Probably the most unoriginal title to grace this platform, but it’s true.

I am thrilled to announce that I will be moving on from Creative Commons to invest in my own vision, mission, and business.

But before I get into that, I’d like to reflect on an important ending — the end of my journey with Creative Commons.

I never intended to work at Creative Commons for as long as I have. My first job with the organization was technically an internship, and I thought I would be done in six months. I would then move to New York and figure things out, like so many in every generation have!

I did end up moving to New York, and I only figured some things out, and they were unrelated to CC. The recession hit, and my boss at the time kindly offered me a new position and the opportunity to stay on remotely. So I stayed, and I weathered the recession. Living in New York was amazing and awful, sometimes both at once, and never predictable.

============

Required tasks:
**A)** Report each line of the entries that contains the word "countertop", copying the whole line.
**B)** Extend the post about leaving Creative Commons, picking up after its last sentence.
The text and the entries come from unrelated sources.

============

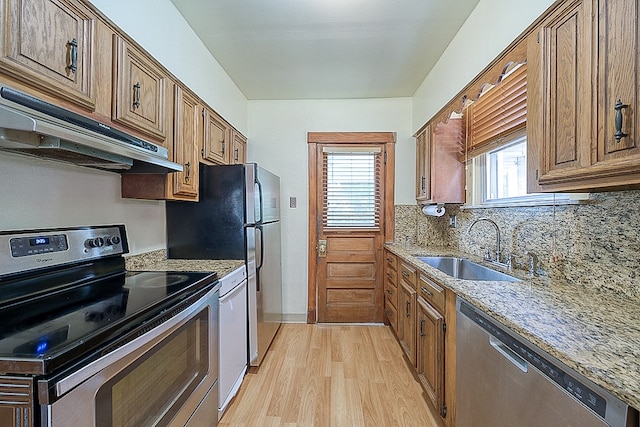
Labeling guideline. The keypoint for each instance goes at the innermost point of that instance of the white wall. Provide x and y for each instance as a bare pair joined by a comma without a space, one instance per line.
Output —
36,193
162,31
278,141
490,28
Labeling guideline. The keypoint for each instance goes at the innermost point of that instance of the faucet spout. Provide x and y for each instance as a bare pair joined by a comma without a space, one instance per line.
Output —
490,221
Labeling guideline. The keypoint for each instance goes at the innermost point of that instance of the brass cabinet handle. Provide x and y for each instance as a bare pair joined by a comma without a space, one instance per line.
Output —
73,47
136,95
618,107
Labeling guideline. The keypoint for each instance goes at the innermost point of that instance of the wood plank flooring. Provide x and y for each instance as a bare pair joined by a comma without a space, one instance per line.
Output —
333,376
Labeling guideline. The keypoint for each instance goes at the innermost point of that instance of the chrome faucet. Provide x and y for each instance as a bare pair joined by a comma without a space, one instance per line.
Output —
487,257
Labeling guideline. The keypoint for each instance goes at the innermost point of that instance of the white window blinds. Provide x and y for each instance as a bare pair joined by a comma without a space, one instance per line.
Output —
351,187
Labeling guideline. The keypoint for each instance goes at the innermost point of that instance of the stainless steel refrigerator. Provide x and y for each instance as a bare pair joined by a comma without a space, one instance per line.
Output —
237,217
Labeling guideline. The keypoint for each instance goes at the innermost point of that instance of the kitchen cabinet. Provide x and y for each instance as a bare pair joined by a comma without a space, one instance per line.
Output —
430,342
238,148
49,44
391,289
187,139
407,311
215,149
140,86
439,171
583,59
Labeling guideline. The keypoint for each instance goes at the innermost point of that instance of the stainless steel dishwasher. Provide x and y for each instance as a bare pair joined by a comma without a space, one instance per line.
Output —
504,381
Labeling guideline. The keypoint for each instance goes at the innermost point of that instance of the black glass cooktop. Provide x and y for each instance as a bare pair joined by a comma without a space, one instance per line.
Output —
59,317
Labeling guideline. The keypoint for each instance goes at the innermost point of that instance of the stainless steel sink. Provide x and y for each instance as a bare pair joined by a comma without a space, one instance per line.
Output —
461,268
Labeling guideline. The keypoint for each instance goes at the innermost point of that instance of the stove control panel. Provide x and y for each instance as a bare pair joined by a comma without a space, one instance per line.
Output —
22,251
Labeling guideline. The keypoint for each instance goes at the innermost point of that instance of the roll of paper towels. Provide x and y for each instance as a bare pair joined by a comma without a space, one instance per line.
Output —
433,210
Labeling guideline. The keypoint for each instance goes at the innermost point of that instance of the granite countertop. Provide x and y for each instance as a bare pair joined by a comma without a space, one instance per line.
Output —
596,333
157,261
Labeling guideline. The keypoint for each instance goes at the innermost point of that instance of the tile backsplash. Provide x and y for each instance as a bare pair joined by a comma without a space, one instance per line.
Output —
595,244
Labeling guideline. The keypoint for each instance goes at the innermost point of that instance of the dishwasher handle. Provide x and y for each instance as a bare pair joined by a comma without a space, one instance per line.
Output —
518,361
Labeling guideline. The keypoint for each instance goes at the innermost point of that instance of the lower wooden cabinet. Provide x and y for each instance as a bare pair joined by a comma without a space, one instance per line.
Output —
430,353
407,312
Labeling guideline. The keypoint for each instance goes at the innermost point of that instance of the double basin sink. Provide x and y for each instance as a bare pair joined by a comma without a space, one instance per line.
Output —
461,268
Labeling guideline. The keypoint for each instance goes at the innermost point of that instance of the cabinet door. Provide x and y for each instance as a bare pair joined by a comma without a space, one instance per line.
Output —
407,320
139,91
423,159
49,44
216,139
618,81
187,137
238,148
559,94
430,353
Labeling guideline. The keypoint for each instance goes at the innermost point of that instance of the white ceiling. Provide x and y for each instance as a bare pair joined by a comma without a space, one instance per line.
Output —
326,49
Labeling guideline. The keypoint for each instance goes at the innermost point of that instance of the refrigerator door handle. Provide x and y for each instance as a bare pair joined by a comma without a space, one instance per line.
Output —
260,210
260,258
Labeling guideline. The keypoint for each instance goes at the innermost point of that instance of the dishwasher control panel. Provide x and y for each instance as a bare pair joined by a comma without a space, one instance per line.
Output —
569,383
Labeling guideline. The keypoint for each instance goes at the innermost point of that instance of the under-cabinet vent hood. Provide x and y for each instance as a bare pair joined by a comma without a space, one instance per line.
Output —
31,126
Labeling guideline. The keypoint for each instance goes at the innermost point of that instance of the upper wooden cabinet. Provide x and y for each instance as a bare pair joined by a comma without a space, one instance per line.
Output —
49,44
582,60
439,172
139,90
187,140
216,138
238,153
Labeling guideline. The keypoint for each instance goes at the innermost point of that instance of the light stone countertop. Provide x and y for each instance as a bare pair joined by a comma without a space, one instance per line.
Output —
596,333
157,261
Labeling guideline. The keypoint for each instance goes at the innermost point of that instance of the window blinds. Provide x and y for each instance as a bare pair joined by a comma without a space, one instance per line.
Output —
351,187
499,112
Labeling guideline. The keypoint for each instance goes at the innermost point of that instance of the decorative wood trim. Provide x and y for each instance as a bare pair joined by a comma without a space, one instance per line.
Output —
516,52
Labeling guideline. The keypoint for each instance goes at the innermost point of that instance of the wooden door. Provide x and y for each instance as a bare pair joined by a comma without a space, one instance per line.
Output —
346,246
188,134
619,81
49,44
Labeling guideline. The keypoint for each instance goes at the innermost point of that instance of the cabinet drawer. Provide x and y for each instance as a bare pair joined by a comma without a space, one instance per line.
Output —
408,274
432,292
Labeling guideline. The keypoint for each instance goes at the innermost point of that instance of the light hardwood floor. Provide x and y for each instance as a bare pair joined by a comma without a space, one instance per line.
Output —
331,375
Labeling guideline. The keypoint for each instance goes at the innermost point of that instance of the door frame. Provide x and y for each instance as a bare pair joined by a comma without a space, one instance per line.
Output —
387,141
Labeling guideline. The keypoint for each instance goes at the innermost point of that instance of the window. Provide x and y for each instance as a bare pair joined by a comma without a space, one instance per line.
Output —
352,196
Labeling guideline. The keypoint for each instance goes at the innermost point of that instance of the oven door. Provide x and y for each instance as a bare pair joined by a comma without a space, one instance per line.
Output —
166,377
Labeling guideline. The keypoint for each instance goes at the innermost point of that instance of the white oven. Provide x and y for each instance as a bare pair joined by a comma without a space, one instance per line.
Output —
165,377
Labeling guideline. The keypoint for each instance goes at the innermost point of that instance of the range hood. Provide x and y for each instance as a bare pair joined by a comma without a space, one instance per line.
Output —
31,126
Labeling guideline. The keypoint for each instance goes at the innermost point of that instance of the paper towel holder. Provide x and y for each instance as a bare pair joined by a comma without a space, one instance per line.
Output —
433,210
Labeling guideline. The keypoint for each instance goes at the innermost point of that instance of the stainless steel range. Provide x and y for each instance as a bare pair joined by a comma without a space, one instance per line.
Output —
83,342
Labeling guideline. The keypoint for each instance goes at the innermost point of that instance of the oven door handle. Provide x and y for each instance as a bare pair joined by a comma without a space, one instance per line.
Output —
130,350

============

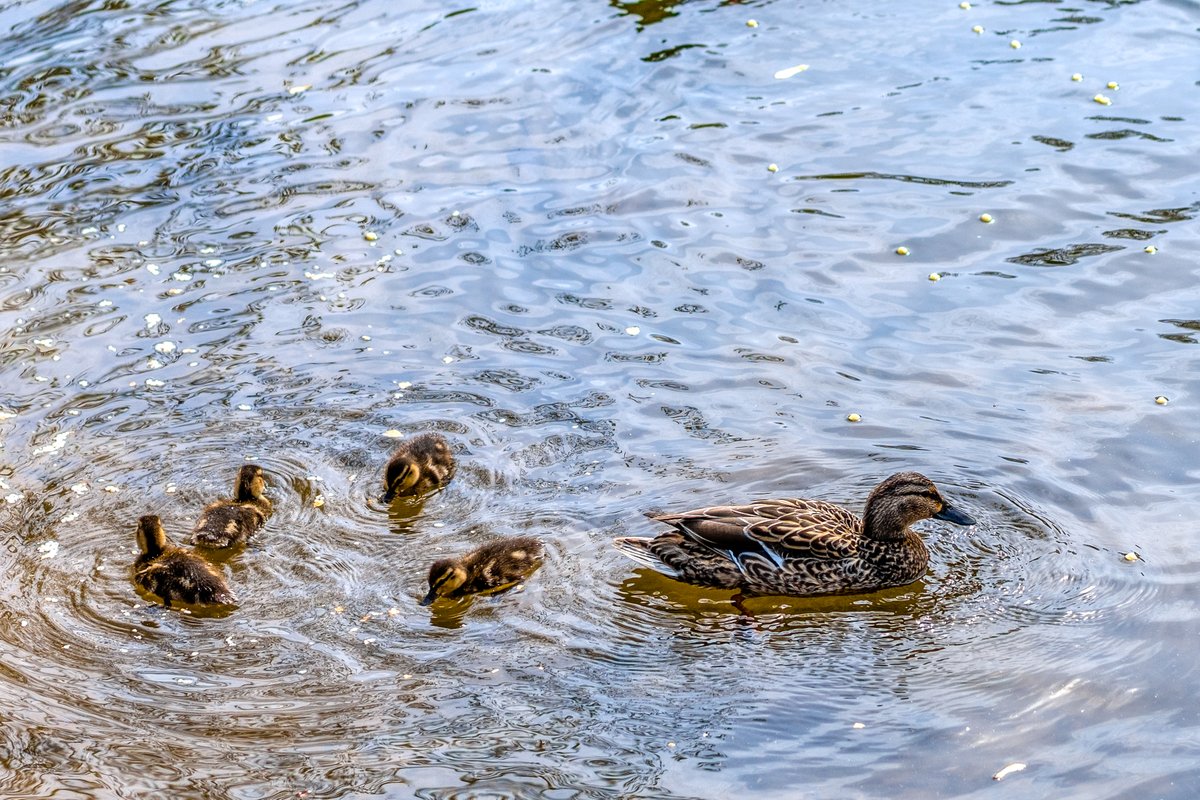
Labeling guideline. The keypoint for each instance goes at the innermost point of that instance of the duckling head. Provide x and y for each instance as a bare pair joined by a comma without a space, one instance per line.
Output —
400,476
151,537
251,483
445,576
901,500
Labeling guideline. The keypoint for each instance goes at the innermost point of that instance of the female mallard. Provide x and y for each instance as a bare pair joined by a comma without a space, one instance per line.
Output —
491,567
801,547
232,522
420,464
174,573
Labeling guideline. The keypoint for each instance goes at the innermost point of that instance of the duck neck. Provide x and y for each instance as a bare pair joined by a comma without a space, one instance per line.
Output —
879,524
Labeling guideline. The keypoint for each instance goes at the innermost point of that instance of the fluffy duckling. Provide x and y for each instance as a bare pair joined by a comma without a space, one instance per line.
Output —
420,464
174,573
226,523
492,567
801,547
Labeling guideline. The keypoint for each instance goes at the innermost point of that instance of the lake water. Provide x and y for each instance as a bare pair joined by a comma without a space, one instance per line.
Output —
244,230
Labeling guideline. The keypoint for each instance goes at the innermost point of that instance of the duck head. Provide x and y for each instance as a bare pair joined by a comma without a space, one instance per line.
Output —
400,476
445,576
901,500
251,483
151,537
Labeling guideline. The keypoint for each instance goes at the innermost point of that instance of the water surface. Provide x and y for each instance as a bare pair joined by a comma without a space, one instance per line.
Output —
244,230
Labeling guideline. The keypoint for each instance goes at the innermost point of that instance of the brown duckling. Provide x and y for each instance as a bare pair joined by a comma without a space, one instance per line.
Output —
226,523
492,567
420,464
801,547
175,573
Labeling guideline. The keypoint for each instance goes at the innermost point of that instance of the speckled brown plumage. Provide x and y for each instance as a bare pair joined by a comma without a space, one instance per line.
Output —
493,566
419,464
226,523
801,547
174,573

============

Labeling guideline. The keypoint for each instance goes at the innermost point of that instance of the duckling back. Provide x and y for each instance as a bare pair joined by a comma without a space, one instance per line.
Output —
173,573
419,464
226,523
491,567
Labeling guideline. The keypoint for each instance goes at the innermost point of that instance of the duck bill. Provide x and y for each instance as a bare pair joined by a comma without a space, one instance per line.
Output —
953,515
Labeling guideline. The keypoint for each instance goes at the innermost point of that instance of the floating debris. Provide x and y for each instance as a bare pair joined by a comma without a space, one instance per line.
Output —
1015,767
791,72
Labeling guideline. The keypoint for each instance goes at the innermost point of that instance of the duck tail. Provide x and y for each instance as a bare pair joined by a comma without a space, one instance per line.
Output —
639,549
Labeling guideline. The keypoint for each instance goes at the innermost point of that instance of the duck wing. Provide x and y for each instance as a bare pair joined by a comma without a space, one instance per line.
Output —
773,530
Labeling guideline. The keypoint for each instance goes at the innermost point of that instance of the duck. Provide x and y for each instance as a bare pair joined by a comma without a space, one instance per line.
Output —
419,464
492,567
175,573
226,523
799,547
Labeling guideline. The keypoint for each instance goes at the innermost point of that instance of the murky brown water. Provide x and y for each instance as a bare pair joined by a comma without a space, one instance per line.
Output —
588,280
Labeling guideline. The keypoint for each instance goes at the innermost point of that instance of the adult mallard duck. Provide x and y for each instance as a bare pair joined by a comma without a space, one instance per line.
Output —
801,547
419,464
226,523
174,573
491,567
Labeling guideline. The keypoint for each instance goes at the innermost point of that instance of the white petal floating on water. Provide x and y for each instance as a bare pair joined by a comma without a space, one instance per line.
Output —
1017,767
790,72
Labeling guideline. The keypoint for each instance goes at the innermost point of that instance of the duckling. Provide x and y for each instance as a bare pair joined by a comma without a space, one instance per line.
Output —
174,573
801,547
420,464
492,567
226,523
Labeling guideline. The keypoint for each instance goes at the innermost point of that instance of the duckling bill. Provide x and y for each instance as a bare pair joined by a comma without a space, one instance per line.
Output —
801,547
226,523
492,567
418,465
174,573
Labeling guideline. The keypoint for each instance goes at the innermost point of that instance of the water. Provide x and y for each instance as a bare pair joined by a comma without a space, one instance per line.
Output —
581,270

============

Answers for this exercise:
**A)**
Labeling guideline. The keypoint for each instance goes at the innermost point of that instance of the granite countertop. Provide x and y for each instance as a bare pair joined by a comma without a space, one instance per line.
Labeling guideline. The keypoint for each instance goes at the innermost point of that instance of the light stone countertop. Provide x and y for each instance as a bare pair joined by a comma without a space, one instance per line.

**B)**
My bosses changed and my positions changed. I got to travel to Berlin, Barcelona, Buenos Aires, London, Seoul, Vancouver, Warsaw, up and down the east coast, and even to the midwest. I entered and left multiple projects better than I found them, and some I created out of nothing, and those were the ones I learned from the most, about myself and others. That feeling of conceiving an idea, blowing it out to its full proportions, getting other people excited about it, and making it happen in real time and over time, was something I never got bored of, because it was a different experience every time.

And I guess it showed, because I kept moving through and up the org, to where I am now — CC’s Director of Product and Research. I also left New York and never looked back. I started living in Los Angeles back when New Yorkers were still denigrating it, and now that there are op-eds about the migration west, I feel both validated and a little sad, because I see the landscape here changing as well, in contrast to the burgeoning homeless population on LA’s streets.

During this time, I never seriously considered another job at another organization. I would see opportunities from time to time, but none of them really appealed to me. I always wondered, when my peers were moving up in tech companies, getting directorships at other NGOs or academic institutions, getting MBAs and law degrees, and even working in foreign countries, why none of these things made me envious.

Jennifer 8 Lee gave a talk at last year’s xoxo festival in Portland that proposed envy as a possible metric for what you might want to do next with your life.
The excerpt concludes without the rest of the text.